**Questões de estudo**:
a. No texto sobre a expressão «Entre quem é», como ficava a porta das casas durante o dia e até à hora de deitar?
b. Prossiga o texto sobre a expressão «Entre quem é» a partir do ponto em que termina.

**Excerto do documento**:
COLABORADORES LITERÁRIOS

COLABORADORES LITERÁRIOS
COLABORADORES LITERÁRIOS: Paula Freire, Amaro Mendonça, António Carlos Santos, António Torrão, Fernando Calado, Conceição Marques, Humberto Silva, Silvino Potêncio, António Orlando dos Santos, José Mário Leite. Maria dos Reis Gomes, Manuel Eduardo Pires, António Pires, Luís Abel Carvalho, Carlos Pires, Ernesto Rodrigues, César Urbino Rodrigues e João Cameira.
N.B. As opiniões expressas nos artigos de opinião dos Colaboradores do Blogue, apenas vinculam os respetivos autores.

sexta-feira, 25 de janeiro de 2019

Sobre a expressão “Entre quem é”

Em Trás-os-Montes e Alto Douro cultivava-se a hospitalidade que consistia em as pessoas receberem sem reservas na sua morada (ethos em grego) o conterrâneo ou o passante que batessem à porta. Esta, durante o dia e até à hora de deitar, estava sempre encostada ao batente, sem recurso à língua da fechadura ou, quando muito, apenas com cravelho ou trinco manejáveis por fora.

Explicar tanta confiança não é tão fácil como parece. Virtudes da terra-mãe que é de todos e todos partilham ou devem partilhar sem animosidades. O instinto do sagrado a revelar-se na comunhão necessária com os outros, o outro de si? Ou somente o hábito da vida simples em que o dar e o receber fazem parte dos olhos nos olhos da vida comunitária? Estas questões conduzem-nos amavelmente ao mundo do paraíso perdido ou das grandes utopias. A ser assim, a comunidade não é só dos que vivem numa localidade, perto uns dos outros, mas alarga-se (alargava-se mais do que se alarga) ao nosso semelhante que em princípio é portador da mesma fiabilidade. As más intenções e velhacarias são excepção que confirma a regra.

**Dados a examinar**:
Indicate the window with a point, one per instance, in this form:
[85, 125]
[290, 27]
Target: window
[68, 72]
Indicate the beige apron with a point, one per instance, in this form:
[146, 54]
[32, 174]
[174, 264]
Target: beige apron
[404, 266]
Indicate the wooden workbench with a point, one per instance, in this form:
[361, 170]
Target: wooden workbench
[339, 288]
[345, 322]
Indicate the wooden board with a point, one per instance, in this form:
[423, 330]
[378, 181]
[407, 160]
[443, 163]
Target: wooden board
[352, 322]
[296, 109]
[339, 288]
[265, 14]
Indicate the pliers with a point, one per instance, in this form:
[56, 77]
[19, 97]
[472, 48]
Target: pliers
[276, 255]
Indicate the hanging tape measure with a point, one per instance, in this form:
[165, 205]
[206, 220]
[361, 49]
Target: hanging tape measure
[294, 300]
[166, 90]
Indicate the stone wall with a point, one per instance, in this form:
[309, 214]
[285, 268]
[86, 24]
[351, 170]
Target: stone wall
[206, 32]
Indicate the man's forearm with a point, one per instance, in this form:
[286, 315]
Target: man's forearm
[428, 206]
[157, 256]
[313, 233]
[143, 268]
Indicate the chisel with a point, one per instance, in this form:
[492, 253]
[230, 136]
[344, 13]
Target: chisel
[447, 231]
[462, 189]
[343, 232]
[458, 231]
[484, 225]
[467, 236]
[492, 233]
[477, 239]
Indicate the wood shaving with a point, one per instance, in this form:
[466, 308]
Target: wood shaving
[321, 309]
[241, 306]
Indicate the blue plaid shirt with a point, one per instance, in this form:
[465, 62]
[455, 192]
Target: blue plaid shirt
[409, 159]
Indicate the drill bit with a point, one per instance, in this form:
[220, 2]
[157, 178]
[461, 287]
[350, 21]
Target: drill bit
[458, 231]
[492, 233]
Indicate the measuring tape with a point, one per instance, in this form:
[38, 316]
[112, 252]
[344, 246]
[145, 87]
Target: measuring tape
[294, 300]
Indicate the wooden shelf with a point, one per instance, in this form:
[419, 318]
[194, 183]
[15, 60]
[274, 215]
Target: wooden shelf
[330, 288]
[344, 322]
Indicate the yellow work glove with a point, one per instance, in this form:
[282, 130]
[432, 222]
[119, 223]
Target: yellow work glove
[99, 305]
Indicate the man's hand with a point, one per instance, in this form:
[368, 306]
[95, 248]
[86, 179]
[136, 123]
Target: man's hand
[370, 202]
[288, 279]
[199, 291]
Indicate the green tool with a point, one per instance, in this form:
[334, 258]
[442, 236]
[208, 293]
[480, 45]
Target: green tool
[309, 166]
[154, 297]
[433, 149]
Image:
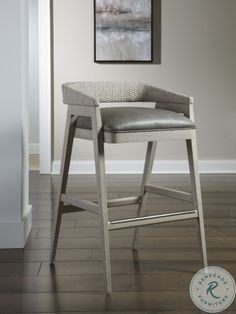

**Respostas**:
a. Ficava sempre encostada ao batente, sem recurso à língua da fechadura ou, quando muito, apenas com cravelho ou trinco manejáveis por fora.

b.
A porta de entrada tanto podia ficar ao rés-do-chão como no primeiro piso, ao cimo das escadas. Quem batia nesse tempo era porque ia por bem, precisando de ser atendido e por isso, se estava alguém dentro, ouvia logo: entre quem é. Camilo, o escritor, conta que beneficiou algumas vezes dessa bondade, até em casas bem pobres, e o próprio Zé do Telhado, o salteador, ou “repartidor público” como ele se considerava, foi recebido prontamente em terras de Penaguião, numa noite tempestuosa.

Hoje, em tempos socialmente irrequietos (e frustrantes para os saudosistas), o costume vai rareando, ainda que haja zonas onde neste caso a pureza de espírito, quase sempre aliada à pobreza ou ao espírito da pobreza, exclui medos e temores. A porta da rua sempre encostada (cerrada ou çarrada, segundo também se diz e escreve) permite dizer, assim floridamente, a quem bate: entre quem é.

António Cabral
(Em memória do poeta, ficcionista, cronista, ensaísta, dramaturgo, etnógrafo e divulgador da cultura popular portuguesa)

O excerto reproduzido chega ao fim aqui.